### ABOUT THIS TASK
Look through the lines below, find those with the word "shrub", and copy them.

Records contained in a dataset
--

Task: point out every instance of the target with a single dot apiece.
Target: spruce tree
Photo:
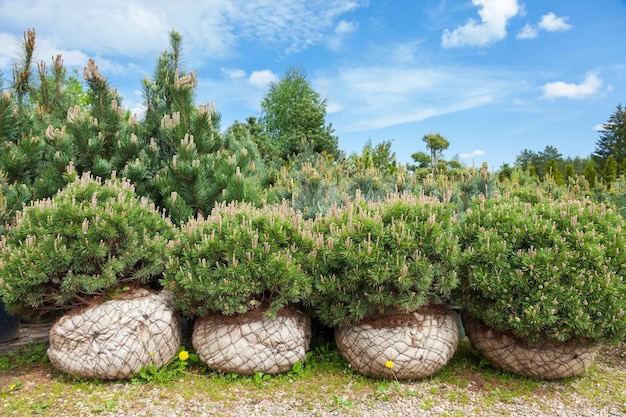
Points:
(294, 116)
(609, 173)
(612, 139)
(591, 175)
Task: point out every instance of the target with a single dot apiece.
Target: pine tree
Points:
(199, 166)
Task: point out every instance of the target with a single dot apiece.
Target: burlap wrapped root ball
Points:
(403, 346)
(117, 338)
(545, 360)
(249, 343)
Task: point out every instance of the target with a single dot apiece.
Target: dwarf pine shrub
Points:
(88, 240)
(541, 268)
(377, 258)
(239, 258)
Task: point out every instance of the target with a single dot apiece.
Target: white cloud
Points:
(599, 128)
(233, 73)
(528, 32)
(589, 87)
(139, 29)
(549, 22)
(494, 16)
(364, 98)
(552, 23)
(345, 27)
(473, 154)
(262, 78)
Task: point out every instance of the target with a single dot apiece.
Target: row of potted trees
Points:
(532, 272)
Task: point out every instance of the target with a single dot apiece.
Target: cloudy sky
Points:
(493, 76)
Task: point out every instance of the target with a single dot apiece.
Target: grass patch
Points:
(30, 386)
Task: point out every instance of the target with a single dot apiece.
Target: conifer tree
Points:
(552, 171)
(293, 111)
(612, 139)
(199, 166)
(609, 173)
(591, 175)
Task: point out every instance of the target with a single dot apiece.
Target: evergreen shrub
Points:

--

### FINISHED TASK
Target: dwarf pine shrub
Target: evergreen shrub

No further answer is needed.